[Instructions for the task] All of the data, from the first line to the last, should be reproduced without alteration.

[Data records]
---+---

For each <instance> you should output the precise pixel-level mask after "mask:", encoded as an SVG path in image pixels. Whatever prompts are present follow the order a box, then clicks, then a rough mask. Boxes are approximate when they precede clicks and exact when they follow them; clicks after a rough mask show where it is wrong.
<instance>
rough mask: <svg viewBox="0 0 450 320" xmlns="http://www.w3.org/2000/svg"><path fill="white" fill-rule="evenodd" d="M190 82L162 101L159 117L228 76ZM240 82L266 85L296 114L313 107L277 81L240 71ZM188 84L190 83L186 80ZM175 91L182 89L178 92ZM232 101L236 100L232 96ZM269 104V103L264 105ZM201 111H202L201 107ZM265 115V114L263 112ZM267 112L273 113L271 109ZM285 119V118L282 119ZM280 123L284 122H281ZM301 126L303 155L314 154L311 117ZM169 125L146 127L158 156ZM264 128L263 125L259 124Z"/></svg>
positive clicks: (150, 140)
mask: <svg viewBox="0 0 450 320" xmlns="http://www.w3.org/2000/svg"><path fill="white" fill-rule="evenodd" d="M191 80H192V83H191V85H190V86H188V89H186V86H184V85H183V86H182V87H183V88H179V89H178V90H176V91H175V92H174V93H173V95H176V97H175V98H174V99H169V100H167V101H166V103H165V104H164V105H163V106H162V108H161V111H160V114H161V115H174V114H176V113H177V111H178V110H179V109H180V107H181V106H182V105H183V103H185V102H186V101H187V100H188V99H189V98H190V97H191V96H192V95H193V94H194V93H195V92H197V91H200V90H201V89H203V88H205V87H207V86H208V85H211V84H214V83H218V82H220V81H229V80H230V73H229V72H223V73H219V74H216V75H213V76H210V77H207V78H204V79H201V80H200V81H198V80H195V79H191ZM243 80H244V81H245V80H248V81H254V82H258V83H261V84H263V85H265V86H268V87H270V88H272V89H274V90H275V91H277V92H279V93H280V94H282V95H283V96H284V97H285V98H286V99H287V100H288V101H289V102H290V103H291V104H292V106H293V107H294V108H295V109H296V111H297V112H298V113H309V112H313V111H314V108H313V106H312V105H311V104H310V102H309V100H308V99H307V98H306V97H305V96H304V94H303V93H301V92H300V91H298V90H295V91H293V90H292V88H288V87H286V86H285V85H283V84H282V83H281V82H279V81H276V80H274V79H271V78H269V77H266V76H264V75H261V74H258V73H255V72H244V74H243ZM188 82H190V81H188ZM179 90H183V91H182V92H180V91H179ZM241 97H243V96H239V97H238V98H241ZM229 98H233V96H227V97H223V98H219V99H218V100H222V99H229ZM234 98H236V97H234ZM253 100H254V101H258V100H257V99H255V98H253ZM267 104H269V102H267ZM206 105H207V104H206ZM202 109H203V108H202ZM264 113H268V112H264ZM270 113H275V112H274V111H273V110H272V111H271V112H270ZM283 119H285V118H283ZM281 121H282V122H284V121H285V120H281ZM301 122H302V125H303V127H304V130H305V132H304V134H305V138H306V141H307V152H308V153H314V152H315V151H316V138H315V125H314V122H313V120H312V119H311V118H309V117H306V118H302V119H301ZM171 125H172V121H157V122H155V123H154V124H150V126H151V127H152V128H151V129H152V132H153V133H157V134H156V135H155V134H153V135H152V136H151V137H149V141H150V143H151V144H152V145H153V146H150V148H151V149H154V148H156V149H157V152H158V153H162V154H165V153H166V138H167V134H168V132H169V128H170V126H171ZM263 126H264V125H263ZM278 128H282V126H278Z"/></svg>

---+---

[Exercise output]
For each <instance> you should output the precise pixel-level mask after "mask:", encoded as an SVG path in image pixels. Whatever prompts are present follow the order a box, then clicks, then a rough mask. Boxes are approximate when they precede clicks and exact when they follow them; clicks after a rough mask show where it is wrong.
<instance>
rough mask: <svg viewBox="0 0 450 320" xmlns="http://www.w3.org/2000/svg"><path fill="white" fill-rule="evenodd" d="M190 82L162 101L159 117L228 76ZM240 82L266 85L296 114L313 107L277 81L240 71ZM188 84L190 83L186 80ZM175 91L182 89L178 92ZM232 101L236 100L232 96ZM269 104V103L264 105ZM201 111H202L201 107ZM265 115V114L263 112ZM267 112L273 113L271 109ZM285 119V118L282 119ZM280 123L284 122H281ZM301 126L303 155L314 154L311 117ZM169 125L146 127L158 156ZM264 128L263 125L259 124Z"/></svg>
positive clicks: (150, 140)
mask: <svg viewBox="0 0 450 320" xmlns="http://www.w3.org/2000/svg"><path fill="white" fill-rule="evenodd" d="M191 80H192V83H191V85H190V86H188V89H186V86H184V85H183V86H182V87H183V88H179V89H178V90H176V91H175V92H174V93H173V95H176V97H175V98H174V99H169V100H167V101H166V103H165V104H164V105H163V106H162V108H161V111H160V114H161V115H174V114H176V113H177V111H178V110H179V109H180V107H181V106H182V105H183V103H185V102H186V101H187V100H188V99H189V98H190V97H191V96H192V95H193V94H194V93H195V92H197V91H200V90H201V89H203V88H205V87H207V86H208V85H211V84H214V83H218V82H220V81H229V80H230V73H229V72H223V73H219V74H216V75H213V76H210V77H207V78H204V79H201V80H200V81H198V80H195V79H191ZM243 80H244V81H245V80H248V81H254V82H258V83H261V84H263V85H265V86H268V87H270V88H272V89H274V90H275V91H277V92H279V93H280V94H282V95H283V96H284V97H285V98H286V99H287V100H288V101H289V102H290V103H291V104H292V106H293V107H294V108H295V109H296V111H297V112H298V113H309V112H313V111H314V108H313V106H312V105H311V104H310V102H309V100H308V99H307V98H306V97H305V96H304V94H303V93H301V92H300V91H298V90H295V91H293V90H292V88H288V87H286V86H285V85H283V84H282V83H281V82H279V81H276V80H274V79H271V78H269V77H266V76H264V75H261V74H258V73H255V72H244V74H243ZM188 82H190V81H188ZM179 90H183V91H182V92H180V91H179ZM241 97H243V96H239V97H238V98H241ZM229 98H233V96H227V97H223V98H219V99H218V100H222V99H229ZM234 98H236V97H234ZM253 100H254V101H258V100H257V99H255V98H253ZM267 104H269V102H267ZM206 105H207V104H206ZM202 109H203V108H202ZM264 113H268V112H264ZM270 113H275V112H274V111H273V110H272V111H271V112H270ZM283 119H285V118H283ZM281 121H282V122H284V121H285V120H281ZM301 122H302V125H303V127H304V130H305V132H304V134H305V138H306V141H307V152H308V153H314V152H315V151H316V138H315V125H314V122H313V120H312V119H311V118H309V117H306V118H302V119H301ZM171 125H172V121H157V122H155V123H154V124H150V126H151V127H152V128H151V129H152V132H153V133H157V134H156V135H155V134H153V135H152V136H151V137H149V141H150V143H151V144H152V145H153V146H150V148H151V149H154V148H156V149H157V152H158V153H162V154H165V153H166V138H167V134H168V132H169V128H170V126H171ZM263 126H264V125H263ZM278 128H282V126H278Z"/></svg>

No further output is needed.